═══ Document text
From what I found while polishing gfortran support for these, there are
only 5_intrinsics that have this kind of problem:

-- INDEX: allowed as actual arg in F95 and F2003, in F95 its specific
version isn't allowed a BACK argument; in F2003 it has a second optional
arg, KIND, and nothing is said about these optional args when called as
specific.

-- CHAR: not allowed in F95, allowed in F2003, and nothing is said in
F2003 about its optional KIND argument when called as specific.

-- AINT, ANINT and NINT: allowed in both F95 and F2003, in F95 the
specific version isn't allowed to be called with a KIND arg, while in
F2003 nothing is said.


What I'd suggest is for the Standard Committee[1] to use in the next
standard version a list of "specific names for intrinsic functions" that
includes the arguments, like F95 did. It's really clearer.

In the meantime, I think the best thing for consistency is to consider
that the specific versions of INDEX, CHAR, AINT, ANINT and NINT should
not be called with any of the optional arguments of their generic
version. Does that seem OK to everyone? And is there a way to get an
official position about this problem?

[1] or whatever it's called

--
FX
Walter Spector

2006-10-02, 7:03 pm

FX wrote:
>
>
> I asked this question because, while debugging and polishing the way
> gfortran treats intrinsics use as actual arguments, I encountered this
> problem and could not figure out how it is supposed to work.


Well, I've now tried tests with Salford (version 4.60 - which is old),
ifort 9.something, and SGI IRIX f90 (v7.4.4m). Consider the following:

program specifics
implicit none

intrinsic :: index
print *, index ("foobarfoobar", "bar", .true.)
call foo(index)

contains

subroutine foo (a)

interface
integer function a (str1, str2)
character(*), intent(in) :: str1, str2
end function
end interface

print *, a ("foobarfoobar", "bar")

end subroutine

end program

As previously noted, I could not get either g95 nor gfortran to compile
this. However Salford, ifort, and IRIX all do. When run, the program
prints the expected "10" and "4" on all three of the latter. So clearly
both g95 and gfortran have bugs here.

Interestingly, if I specify an "optional" BACK dummy arg in the interface
block, all three compile the code. This, I would think, is an extension
to F95 - since it extends on the stated arg lists in §13.13. Both ifort
and IRIX again print "10" and "4". However Salford prints "10" and "0".
So Salford failed to either diagnose the problem, or support the extension.
══════
## Work item
Rewrite the Fortran discussion between "character(*), intent(in) :: str1, str2" and "have bugs here.", inclusive, replacing "expected" with "anticipated".
═══ Extracted information
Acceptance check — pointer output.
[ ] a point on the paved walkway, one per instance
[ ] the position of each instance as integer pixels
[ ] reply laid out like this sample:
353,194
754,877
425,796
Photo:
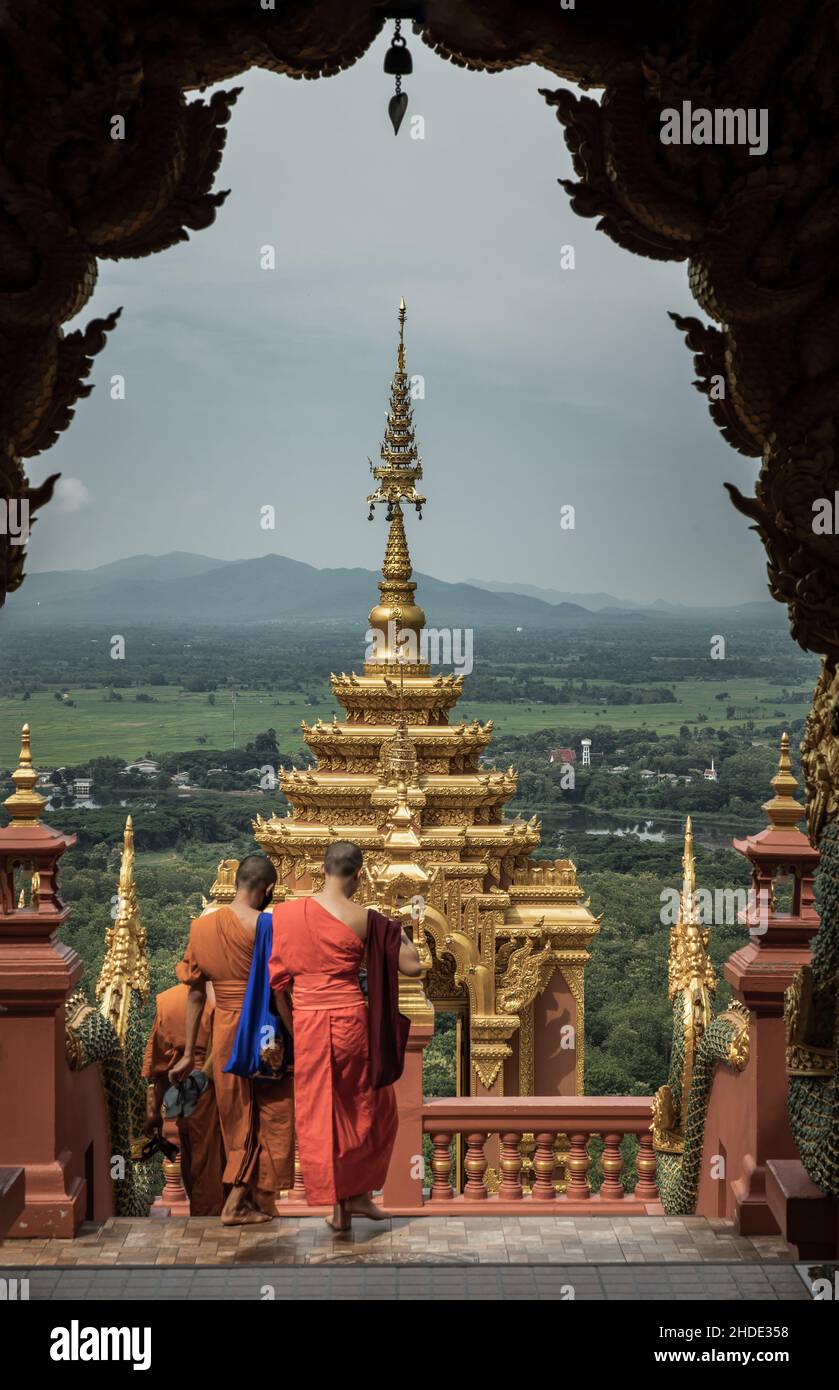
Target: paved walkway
654,1283
403,1240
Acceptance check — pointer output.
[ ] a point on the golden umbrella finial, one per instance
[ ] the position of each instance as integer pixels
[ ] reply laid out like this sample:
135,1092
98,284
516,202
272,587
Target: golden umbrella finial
784,811
25,805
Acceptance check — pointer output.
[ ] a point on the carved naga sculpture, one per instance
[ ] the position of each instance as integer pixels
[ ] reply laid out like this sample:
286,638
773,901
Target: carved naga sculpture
699,1044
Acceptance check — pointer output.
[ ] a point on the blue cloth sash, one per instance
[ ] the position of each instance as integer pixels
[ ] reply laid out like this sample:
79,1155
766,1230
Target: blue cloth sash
259,1025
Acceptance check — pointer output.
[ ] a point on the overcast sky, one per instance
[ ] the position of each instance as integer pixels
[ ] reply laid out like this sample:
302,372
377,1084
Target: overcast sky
545,387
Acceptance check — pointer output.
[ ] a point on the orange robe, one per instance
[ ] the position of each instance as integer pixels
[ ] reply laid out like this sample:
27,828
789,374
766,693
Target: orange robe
345,1129
202,1148
257,1118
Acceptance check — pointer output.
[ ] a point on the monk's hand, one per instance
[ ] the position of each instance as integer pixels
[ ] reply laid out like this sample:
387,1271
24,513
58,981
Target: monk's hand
182,1069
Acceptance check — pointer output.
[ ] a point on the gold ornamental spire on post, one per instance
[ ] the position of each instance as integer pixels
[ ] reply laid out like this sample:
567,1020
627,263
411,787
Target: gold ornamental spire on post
784,811
125,966
25,805
688,900
396,477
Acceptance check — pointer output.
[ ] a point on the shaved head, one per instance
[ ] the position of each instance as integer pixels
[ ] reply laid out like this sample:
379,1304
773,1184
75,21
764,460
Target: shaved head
256,872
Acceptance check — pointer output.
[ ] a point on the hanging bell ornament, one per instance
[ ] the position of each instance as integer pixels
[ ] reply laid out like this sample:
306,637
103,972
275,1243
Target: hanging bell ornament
397,60
397,63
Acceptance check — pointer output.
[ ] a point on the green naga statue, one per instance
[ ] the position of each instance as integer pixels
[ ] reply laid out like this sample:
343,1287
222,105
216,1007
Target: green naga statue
111,1036
699,1044
811,1011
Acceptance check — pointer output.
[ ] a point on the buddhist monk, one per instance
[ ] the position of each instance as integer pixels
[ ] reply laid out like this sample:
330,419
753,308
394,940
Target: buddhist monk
257,1116
202,1148
345,1126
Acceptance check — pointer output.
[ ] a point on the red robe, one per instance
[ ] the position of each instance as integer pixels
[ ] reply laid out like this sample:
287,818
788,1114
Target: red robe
345,1127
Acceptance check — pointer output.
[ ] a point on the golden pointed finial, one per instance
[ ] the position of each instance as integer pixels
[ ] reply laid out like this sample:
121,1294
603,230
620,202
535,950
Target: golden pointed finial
784,811
396,476
125,966
25,805
688,901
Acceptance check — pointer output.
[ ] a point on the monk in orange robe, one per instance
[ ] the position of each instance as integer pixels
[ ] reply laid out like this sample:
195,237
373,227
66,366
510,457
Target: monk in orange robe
257,1116
345,1127
202,1148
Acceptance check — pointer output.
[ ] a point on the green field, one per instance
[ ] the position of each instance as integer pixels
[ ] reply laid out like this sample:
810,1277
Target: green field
693,698
124,729
177,719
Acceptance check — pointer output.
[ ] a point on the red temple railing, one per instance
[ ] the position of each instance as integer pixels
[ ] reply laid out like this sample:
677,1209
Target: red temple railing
522,1155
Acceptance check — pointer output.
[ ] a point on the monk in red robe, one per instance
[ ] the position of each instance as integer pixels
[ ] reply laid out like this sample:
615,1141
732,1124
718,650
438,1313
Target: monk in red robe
345,1127
257,1116
200,1143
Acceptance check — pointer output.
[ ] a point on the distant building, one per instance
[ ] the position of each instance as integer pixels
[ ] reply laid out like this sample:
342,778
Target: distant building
143,765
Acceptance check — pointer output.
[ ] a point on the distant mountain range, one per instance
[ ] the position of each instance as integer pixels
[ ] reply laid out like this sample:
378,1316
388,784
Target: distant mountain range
200,590
607,602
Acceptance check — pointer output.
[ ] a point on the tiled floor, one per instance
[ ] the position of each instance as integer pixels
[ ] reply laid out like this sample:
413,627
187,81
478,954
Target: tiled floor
652,1283
404,1240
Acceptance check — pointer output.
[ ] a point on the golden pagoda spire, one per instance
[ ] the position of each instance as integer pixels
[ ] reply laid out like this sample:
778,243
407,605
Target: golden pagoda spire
784,811
689,966
688,900
396,477
25,805
125,966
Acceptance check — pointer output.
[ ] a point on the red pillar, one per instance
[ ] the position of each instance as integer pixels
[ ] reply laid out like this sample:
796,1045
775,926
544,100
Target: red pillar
748,1122
403,1186
36,976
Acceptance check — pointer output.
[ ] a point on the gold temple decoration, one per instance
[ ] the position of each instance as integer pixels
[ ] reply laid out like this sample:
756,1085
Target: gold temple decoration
692,982
25,805
125,966
784,811
411,790
224,888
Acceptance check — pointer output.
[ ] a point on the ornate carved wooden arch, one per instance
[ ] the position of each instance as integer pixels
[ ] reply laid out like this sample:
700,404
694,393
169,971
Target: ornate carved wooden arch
759,234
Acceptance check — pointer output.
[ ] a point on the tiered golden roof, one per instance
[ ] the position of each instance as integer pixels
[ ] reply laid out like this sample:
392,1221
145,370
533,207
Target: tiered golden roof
409,787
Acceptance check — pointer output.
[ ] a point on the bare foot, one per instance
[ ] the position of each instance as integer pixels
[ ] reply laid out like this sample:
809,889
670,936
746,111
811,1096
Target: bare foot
341,1218
364,1205
245,1216
264,1201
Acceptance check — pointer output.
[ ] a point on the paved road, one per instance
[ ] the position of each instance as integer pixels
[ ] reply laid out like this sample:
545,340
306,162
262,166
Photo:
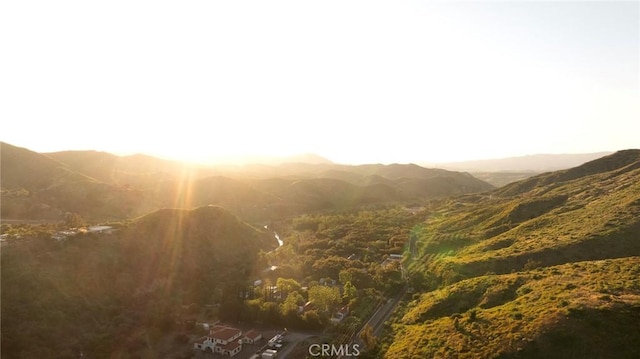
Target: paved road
378,318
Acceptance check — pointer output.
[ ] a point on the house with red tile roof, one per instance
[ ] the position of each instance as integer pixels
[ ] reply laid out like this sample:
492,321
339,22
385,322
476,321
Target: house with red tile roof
221,340
251,337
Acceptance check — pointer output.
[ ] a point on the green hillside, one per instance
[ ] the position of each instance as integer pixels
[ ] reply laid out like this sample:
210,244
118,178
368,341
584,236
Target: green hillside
116,295
99,185
544,267
577,310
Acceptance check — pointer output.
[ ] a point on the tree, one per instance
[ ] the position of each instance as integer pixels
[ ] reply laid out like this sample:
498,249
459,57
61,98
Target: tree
287,285
73,220
349,291
368,337
290,305
324,298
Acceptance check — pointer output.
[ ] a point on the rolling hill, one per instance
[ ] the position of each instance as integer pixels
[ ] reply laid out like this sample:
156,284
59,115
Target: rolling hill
115,295
544,267
100,185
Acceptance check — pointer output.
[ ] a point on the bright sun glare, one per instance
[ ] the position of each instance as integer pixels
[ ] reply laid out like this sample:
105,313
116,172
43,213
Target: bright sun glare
351,81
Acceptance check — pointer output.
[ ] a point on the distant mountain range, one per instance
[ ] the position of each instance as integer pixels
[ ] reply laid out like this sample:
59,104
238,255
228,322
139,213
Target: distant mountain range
100,185
546,267
533,163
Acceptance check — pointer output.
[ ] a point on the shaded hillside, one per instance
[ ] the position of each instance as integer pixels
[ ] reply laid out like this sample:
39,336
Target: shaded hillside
116,295
137,171
22,168
99,185
35,186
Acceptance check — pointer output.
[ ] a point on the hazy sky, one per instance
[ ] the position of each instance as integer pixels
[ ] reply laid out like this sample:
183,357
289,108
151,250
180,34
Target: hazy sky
354,81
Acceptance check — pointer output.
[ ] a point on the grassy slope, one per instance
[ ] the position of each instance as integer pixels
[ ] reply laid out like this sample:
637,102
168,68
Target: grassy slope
113,295
562,223
578,310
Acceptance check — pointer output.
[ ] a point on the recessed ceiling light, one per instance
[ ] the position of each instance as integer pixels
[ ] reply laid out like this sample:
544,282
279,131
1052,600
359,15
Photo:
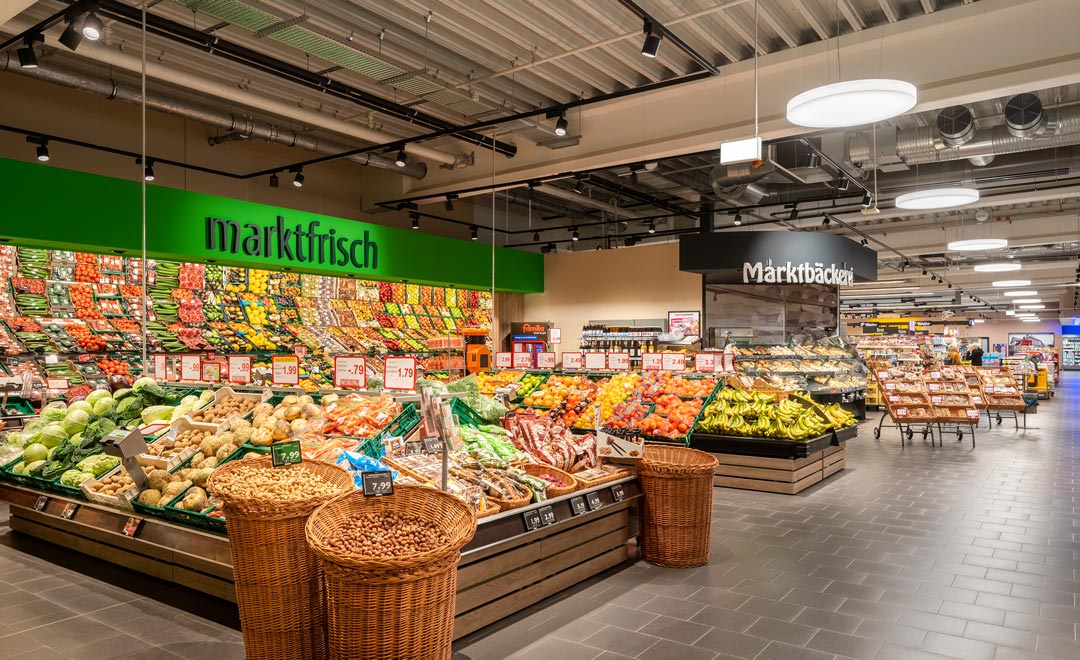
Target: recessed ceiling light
851,103
937,198
977,244
997,267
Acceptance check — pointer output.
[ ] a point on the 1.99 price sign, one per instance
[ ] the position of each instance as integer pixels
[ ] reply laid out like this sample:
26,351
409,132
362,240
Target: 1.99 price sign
400,373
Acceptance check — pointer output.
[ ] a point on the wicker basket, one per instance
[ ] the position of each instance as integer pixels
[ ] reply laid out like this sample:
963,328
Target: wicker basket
676,517
279,580
537,469
391,608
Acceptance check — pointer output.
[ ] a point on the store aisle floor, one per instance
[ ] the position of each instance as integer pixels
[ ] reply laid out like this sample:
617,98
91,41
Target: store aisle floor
909,553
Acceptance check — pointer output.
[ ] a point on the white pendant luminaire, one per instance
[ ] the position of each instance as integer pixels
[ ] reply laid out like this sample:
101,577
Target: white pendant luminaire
851,103
997,267
973,244
937,198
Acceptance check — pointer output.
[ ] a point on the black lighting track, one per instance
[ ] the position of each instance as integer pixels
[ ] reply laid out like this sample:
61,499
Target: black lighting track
215,45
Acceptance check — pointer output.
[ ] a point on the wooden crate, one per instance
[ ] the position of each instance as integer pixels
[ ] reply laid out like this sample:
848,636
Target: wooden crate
778,474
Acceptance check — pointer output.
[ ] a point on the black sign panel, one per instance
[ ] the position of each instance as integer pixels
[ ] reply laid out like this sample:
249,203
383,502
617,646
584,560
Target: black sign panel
801,255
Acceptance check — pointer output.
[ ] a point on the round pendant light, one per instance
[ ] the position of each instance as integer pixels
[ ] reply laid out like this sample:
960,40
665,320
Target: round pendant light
972,244
937,198
851,103
996,267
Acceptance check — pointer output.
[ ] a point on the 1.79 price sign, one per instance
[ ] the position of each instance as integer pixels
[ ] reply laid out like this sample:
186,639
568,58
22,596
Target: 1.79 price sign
400,373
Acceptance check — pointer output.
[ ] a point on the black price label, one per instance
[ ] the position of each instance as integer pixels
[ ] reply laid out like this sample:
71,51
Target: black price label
547,515
377,483
285,454
532,520
594,500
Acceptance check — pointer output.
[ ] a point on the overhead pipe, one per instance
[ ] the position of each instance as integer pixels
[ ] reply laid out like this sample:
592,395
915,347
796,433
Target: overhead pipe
237,125
156,70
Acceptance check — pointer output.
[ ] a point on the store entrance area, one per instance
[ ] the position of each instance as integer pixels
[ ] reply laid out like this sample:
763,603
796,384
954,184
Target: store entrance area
913,552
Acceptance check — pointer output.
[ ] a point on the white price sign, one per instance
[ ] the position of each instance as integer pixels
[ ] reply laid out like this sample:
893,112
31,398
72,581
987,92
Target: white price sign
673,362
286,369
619,362
240,369
190,367
595,362
400,373
652,362
704,362
350,372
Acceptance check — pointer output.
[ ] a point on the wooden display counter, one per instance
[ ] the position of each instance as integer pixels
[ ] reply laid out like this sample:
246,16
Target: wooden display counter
516,559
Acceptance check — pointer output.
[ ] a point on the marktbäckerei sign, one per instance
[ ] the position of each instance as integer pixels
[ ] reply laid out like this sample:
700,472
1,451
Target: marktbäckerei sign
777,257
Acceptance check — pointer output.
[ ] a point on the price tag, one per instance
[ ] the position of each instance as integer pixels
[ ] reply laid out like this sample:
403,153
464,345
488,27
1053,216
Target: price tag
286,371
531,519
545,361
400,373
190,367
547,515
240,369
285,454
704,362
594,500
619,362
673,362
350,372
377,483
131,527
595,362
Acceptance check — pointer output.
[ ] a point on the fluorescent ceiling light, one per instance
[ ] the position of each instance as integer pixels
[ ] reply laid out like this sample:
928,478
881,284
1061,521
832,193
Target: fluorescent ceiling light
936,198
977,244
741,150
997,267
851,103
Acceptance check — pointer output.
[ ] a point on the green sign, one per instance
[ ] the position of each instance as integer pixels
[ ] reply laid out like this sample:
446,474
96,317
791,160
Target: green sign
285,454
51,207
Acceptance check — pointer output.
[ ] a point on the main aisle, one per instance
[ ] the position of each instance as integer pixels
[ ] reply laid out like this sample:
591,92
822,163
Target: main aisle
909,553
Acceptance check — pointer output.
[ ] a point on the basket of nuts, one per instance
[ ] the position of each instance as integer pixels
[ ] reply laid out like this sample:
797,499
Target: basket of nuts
279,580
391,568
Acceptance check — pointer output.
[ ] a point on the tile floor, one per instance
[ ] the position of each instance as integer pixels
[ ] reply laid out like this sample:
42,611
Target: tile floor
909,553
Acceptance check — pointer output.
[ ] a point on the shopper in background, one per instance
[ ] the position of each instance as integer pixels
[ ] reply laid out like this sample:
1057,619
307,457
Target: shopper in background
975,354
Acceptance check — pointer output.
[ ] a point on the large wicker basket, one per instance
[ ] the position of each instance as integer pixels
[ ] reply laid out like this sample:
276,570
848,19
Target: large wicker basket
677,513
392,608
279,580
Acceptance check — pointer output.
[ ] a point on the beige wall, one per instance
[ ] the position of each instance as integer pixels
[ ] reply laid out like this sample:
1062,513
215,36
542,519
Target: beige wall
626,283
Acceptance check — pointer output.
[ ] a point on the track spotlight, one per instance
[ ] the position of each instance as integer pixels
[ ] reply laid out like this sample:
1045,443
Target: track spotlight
652,39
562,125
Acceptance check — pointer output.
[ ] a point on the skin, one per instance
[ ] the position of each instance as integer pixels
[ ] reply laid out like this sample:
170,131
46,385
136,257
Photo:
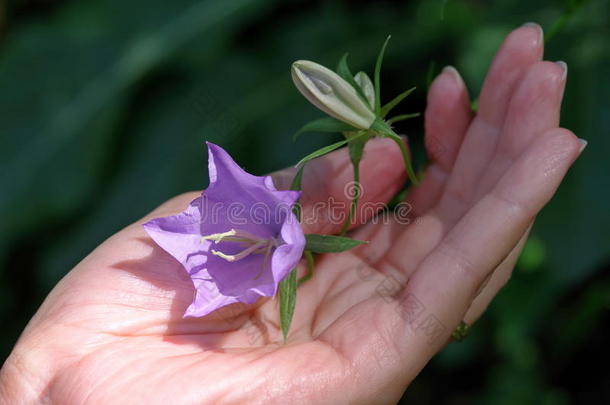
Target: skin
370,319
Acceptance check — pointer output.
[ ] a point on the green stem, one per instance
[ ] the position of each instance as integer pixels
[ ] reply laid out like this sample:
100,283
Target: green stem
310,266
354,204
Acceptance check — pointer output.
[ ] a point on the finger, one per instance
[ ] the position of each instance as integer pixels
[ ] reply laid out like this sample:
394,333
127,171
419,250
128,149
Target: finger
448,279
533,109
521,49
497,281
447,117
325,199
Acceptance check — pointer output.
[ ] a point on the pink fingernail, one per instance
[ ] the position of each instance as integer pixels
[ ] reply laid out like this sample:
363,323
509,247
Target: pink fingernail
453,72
537,27
564,66
583,145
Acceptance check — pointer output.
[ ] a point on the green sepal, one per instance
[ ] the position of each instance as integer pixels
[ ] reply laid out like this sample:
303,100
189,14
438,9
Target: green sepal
330,243
288,300
402,117
324,124
344,71
327,149
389,106
378,77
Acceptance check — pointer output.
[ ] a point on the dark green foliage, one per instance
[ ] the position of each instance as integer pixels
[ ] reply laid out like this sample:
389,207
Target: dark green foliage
105,106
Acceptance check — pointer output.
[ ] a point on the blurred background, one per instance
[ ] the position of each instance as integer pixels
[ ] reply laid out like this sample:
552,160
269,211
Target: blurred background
105,105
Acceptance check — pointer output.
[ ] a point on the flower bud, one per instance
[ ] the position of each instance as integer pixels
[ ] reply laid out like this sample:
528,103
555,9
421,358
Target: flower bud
332,94
365,83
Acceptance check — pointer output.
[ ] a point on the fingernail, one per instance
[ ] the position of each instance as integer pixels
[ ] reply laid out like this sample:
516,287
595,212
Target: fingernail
537,27
583,145
564,66
456,76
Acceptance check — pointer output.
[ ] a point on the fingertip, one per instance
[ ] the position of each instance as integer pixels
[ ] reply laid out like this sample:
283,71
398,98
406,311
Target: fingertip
535,31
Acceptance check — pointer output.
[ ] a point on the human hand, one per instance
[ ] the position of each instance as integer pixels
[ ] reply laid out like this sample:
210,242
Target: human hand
112,330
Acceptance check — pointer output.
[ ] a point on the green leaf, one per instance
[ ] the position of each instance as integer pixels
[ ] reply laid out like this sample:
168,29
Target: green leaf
327,149
324,124
344,71
402,117
389,106
377,77
330,243
288,300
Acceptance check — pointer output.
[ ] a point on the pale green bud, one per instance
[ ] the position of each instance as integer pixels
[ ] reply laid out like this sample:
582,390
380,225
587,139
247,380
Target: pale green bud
365,83
332,94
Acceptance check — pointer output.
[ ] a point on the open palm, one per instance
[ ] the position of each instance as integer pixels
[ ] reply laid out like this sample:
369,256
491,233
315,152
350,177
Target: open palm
370,319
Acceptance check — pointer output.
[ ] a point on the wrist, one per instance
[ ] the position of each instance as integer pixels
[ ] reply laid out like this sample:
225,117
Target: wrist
16,383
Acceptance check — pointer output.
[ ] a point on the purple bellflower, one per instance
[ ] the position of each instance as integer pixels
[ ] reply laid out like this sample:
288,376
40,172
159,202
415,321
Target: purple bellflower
237,240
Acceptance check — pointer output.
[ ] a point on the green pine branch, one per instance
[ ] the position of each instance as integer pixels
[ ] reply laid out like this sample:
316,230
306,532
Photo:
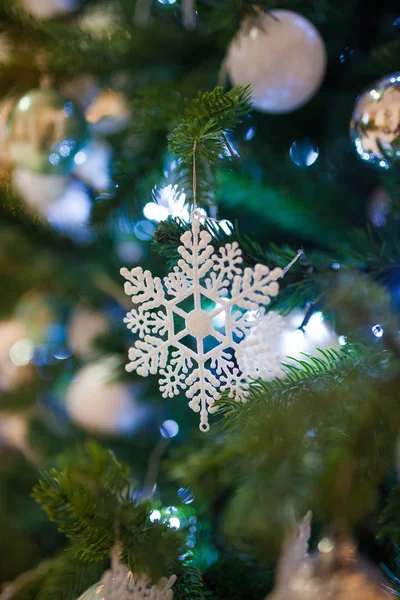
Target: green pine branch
200,142
90,497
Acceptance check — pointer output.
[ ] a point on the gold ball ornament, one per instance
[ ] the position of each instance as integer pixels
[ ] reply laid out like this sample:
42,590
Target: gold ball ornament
108,113
45,132
100,403
282,56
375,124
16,351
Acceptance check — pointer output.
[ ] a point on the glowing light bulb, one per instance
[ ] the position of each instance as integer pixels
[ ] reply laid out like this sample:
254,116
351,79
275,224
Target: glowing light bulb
155,515
326,545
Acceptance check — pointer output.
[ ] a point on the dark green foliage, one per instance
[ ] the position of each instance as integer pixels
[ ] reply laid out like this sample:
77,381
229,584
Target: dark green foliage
189,583
91,498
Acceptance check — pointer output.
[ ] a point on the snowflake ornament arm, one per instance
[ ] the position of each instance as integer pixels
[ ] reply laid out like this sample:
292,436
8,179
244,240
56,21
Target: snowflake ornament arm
201,357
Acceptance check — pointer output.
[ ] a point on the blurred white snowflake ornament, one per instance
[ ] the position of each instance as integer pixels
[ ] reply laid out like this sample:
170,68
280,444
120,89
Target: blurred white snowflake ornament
204,328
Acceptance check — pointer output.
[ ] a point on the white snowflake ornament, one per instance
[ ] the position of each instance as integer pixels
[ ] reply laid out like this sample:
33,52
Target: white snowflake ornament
204,328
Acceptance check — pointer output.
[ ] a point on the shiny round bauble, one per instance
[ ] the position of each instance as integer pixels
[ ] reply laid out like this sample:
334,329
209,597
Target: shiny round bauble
16,352
375,124
282,56
85,326
37,312
94,592
303,152
100,403
45,132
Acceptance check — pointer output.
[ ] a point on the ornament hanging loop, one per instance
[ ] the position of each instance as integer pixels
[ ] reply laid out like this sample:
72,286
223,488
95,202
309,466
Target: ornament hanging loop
45,79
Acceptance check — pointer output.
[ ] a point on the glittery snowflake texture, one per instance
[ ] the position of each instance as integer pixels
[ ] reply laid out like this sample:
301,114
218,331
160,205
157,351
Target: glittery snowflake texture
204,328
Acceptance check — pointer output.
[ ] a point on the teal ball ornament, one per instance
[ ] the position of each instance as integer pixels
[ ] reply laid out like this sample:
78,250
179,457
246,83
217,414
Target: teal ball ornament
45,132
375,124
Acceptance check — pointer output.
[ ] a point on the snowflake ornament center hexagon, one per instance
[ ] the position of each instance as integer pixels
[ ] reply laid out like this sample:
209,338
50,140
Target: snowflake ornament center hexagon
204,327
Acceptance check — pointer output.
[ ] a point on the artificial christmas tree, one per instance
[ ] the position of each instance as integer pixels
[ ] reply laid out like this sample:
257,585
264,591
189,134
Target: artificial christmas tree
207,203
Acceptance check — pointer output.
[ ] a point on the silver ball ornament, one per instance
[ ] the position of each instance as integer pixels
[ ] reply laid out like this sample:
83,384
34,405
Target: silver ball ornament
45,132
282,56
375,124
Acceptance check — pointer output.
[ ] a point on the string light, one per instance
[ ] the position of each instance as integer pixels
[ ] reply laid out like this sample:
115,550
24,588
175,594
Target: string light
155,515
377,330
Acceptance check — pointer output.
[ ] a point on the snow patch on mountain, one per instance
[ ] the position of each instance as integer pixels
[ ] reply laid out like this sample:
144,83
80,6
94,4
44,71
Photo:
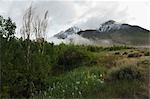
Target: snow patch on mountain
110,26
73,38
65,34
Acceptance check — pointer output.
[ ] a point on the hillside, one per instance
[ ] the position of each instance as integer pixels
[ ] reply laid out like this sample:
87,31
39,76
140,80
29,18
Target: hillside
110,33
══════
## Response to this exercise
character(*), intent(in) :: str1, str2
end function
end interface

print *, a ("foobarfoobar", "bar")

end subroutine

end program

As previously noted, I could not get either g95 nor gfortran to compile
this. However Salford, ifort, and IRIX all do. When run, the program
prints the anticipated "10" and "4" on all three of the latter. So clearly
both g95 and gfortran have bugs here.